Text block:
- - -
# Grady EMS Bill problem



## Ben (Feb 10, 2011)

I am an international student from China and now I study in Georgia State University. In 2010, June 16th I faced a serious car accident near by my school. The accident makes me faint, and the police call the ambulance. So the Grady EMS takes me to the Grady hospital. Three months ago, I received the bill from the Grady EMS and I give your people my health insurance information. However, last week I received the payment information from my insurance company, they just pay $500 according the new rules. That means I should pay $1245 by myself. As I said, I am an international student, I only income is my scholarship, I really cannot afford this big fee.

Therefore, I went to the Grady hospital, they said the EMS is another company, so, they can do nothing. And they just can help the people without the health insurance. So, I really don't know what should I do, I really cannot afford this huge ambulance fee after I have already pay so many fee from hospital and doctor.

So, does anyone can tell me, what should I do? Can I apply some Medical financial Assistance which can help me to waive this fee? Or, does Grady EMS has any policy can help the non-income student to waive this fee? Or, EMS can give me a discount can reduce this fee until I can afford it.

Thank you !

Ben


----------



## emt-mike (Feb 10, 2011)

This probably isn't the best place to ask these questions, since we're on the opposite side of EMS we don't really deal with billing or payments, 
the only advice I could offer you is to call and offer to set up some sort of payment plan
getting a bill for the ambulance ride and the hospital is pretty standard in the US.
- - -
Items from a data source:
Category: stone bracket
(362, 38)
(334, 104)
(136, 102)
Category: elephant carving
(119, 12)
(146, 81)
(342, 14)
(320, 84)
- - -
Required tasks:
A. In the Grady EMS bill thread, how much did Ben's insurance company pay?
B. Please pick up the Grady EMS bill thread after its last line and continue it.

Your responses:
A. $500

B.
you should see if your car insurance will cover any of the cost.


----------



## Sassafras (Feb 10, 2011)

Normally auto insurance covers costs related to these things.  If not your auto insurance than the person who is deemed at fault in the accident.  Was this submitted through your health insurance?


----------



## socalmedic (Feb 10, 2011)

sorry bud, if you ride the ambulance you get a bill. there is nothing we can do about that.


----------



## RockDoc (Feb 10, 2011)

*grady bill*

So if I read this right a trip to the hospital for a syncopal episode costs $1,745.00?


----------



## Veneficus (Feb 10, 2011)

sounds about the going rate.


----------



## RockDoc (Feb 10, 2011)

Veneficus said:


> sounds about the going rate.


  Really?????   Kinda leaves me speechless


----------



## emt-mike (Feb 10, 2011)

yeah that sounds right


----------



## Veneficus (Feb 10, 2011)

RockDoc said:


> Really?????   Kinda leaves me speechless



welcome to pay to play medicine.

I'll bet the ED and doc bill was another couple of grand. Unless a trauma team was actiated and then probably 5K +


----------



## johnrsemt (Feb 10, 2011)

wow I thought it was high in Indianapolis at $500-800.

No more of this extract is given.